O que fazer >>
Por favor, reproduza o trecho do texto sobre a extrema-direita em Québec começando em "La Meute, grupo" e terminando em "quanto o título.", trocando "alcateia" por "matilha".

Texto fornecido >>
Na cidade de Québec, panfletos, cartazes e manifestações ocasionais de grupos como a Fédération des Québécois de Souche (que significa "Federação dos Quebequenses de Estirpe") proliferam. Seu slogan é "Existo, logo ajo", mas como qualquer movimento marginal, é mais ativo por trás do anonimato garantido pela internet.

"É muito difícil saber quantos são porque há sempre um pequeno núcleo e, à sua volta, seguidores menos ativos. Nos últimos vinte anos o movimento se fragmentou e se reformulou, as células mudaram de nome várias vezes e o aumento recente na imigração deu fôlego novo à causa, mas nada disso é novidade", explica Stéphane Leman-Langlois, professor de Sociologia da Universidade de Laval que estuda a extrema-direita de Québec.

La Meute, grupo que inclui vários veteranos da guerra do Afeganistão, já reúne 43 mil seguidores desde que criou uma página fechada no Facebook, em 2016. O nome significa "alcateia" em francês e seus integrantes não são politicamente virulentos pelos padrões dos EUA, mas se concentram em temas como a imigração muçulmana.

Já do outro lado da balança estão os seguidores da Légitime Violence, banda de heavy metal que além de se orgulhar de ser fascista, anuncia seus shows a uma lista exclusiva de fãs e toca músicas como "Final Solution" (Solução Final), cuja letra é tão sutil quanto o título.

Outros grupos extremistas em Quebec incluem Atalante Québec; Pegida Québec, ramificação da versão alemã; Soldiers of Odin.

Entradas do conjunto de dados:
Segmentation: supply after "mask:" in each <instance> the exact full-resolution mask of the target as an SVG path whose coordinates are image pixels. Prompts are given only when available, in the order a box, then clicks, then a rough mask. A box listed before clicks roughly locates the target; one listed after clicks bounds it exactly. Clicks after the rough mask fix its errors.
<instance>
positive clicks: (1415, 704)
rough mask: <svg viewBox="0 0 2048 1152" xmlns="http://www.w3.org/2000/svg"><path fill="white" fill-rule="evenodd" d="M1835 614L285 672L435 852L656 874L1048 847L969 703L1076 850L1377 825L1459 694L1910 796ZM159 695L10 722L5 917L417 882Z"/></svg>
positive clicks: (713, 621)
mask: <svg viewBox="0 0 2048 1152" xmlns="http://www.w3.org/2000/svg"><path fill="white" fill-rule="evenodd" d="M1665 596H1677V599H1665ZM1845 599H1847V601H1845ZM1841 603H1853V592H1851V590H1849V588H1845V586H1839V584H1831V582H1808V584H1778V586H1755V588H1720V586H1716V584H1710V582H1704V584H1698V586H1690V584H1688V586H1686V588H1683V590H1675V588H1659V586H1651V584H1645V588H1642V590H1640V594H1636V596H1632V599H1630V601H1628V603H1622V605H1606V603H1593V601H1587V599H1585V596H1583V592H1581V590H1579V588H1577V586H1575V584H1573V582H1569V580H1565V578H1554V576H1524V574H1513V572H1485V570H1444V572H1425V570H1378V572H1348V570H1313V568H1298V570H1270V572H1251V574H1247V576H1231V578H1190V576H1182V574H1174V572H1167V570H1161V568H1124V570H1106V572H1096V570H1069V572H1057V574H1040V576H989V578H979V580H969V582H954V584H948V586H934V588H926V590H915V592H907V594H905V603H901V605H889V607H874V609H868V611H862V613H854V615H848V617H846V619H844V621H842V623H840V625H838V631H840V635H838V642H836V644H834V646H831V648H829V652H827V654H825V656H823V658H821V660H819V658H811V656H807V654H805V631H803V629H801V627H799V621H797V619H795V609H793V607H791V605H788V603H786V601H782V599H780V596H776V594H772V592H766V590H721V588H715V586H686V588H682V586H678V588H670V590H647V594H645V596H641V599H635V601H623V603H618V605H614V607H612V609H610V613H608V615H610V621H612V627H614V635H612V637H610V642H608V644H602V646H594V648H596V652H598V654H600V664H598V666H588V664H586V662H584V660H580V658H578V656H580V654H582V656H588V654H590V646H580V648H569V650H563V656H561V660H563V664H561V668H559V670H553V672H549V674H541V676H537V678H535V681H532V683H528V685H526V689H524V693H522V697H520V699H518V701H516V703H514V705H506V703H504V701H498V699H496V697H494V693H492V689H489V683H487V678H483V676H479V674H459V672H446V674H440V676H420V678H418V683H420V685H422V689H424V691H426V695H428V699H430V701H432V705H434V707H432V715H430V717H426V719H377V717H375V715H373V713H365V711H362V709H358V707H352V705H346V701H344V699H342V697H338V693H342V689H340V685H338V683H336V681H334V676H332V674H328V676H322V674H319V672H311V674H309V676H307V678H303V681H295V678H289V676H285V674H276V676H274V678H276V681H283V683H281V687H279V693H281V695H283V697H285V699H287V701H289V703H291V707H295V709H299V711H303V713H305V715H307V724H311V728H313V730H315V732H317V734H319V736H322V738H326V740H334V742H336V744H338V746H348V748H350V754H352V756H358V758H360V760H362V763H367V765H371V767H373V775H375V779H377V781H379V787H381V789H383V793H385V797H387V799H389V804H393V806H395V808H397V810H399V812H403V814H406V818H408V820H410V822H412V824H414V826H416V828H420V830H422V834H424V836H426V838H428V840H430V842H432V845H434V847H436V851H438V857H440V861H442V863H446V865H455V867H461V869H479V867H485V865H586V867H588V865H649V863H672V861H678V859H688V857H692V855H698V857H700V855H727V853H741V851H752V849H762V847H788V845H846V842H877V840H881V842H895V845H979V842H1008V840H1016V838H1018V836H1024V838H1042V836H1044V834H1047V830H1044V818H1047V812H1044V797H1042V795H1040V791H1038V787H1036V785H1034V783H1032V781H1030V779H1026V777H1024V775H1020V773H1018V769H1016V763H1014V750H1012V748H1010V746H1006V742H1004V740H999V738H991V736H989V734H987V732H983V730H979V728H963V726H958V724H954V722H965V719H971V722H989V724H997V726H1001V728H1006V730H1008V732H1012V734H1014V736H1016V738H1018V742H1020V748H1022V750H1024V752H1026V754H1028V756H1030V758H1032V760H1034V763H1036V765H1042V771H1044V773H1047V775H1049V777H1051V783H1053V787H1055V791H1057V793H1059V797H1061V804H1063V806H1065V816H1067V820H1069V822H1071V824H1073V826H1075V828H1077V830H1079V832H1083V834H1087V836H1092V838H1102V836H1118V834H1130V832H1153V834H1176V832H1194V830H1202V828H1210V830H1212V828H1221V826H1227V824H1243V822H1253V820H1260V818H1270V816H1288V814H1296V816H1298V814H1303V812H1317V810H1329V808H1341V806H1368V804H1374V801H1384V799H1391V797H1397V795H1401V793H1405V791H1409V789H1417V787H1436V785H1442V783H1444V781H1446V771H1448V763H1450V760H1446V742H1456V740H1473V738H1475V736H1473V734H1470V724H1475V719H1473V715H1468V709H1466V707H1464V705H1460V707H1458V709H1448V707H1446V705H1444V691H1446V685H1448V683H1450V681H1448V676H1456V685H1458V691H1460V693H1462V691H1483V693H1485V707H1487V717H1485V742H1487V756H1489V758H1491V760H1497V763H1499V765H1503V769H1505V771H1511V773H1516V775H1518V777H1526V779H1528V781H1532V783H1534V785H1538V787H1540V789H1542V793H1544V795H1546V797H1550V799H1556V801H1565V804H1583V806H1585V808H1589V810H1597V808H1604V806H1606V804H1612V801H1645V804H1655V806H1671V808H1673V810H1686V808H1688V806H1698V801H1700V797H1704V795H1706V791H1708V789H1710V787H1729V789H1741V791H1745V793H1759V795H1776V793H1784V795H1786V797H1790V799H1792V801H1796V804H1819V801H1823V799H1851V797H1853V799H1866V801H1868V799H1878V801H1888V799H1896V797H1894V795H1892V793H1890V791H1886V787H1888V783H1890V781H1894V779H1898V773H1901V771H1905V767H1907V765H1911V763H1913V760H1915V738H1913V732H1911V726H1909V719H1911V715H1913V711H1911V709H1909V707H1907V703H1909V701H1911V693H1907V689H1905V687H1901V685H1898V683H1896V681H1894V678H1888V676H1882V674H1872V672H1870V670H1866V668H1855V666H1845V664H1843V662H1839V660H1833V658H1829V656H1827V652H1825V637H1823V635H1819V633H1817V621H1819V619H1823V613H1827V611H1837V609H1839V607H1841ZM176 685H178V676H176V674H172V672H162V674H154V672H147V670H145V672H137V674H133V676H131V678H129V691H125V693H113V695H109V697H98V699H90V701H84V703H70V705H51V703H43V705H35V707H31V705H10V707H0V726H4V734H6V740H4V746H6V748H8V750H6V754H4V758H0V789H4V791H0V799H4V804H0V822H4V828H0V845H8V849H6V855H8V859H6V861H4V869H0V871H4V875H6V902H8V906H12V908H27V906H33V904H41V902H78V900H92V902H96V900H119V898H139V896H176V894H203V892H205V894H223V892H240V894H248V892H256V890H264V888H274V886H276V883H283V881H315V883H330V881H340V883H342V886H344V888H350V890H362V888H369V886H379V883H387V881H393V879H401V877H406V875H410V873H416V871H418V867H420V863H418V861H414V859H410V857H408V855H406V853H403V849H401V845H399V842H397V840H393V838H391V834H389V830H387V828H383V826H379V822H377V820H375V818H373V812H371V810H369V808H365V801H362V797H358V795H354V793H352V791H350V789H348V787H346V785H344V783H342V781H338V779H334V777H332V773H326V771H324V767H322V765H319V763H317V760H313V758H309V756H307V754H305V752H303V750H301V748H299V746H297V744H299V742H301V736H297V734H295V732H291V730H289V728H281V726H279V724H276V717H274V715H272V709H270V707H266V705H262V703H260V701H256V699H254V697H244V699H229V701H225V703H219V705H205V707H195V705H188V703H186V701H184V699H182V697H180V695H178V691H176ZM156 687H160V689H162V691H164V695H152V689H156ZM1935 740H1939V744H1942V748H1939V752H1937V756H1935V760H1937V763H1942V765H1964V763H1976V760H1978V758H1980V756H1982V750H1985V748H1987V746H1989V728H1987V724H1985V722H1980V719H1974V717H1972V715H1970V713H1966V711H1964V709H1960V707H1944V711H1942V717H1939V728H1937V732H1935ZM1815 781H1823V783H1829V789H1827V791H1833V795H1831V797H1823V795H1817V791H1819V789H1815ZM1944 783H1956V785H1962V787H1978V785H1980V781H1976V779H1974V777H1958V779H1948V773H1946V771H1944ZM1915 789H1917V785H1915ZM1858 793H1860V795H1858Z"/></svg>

Resposta da tarefa >>
La Meute, grupo que inclui vários veteranos da guerra do Afeganistão, já reúne 43 mil seguidores desde que criou uma página fechada no Facebook, em 2016. O nome significa "matilha" em francês e seus integrantes não são politicamente virulentos pelos padrões dos EUA, mas se concentram em temas como a imigração muçulmana.

Já do outro lado da balança estão os seguidores da Légitime Violence, banda de heavy metal que além de se orgulhar de ser fascista, anuncia seus shows a uma lista exclusiva de fãs e toca músicas como "Final Solution" (Solução Final), cuja letra é tão sutil quanto o título.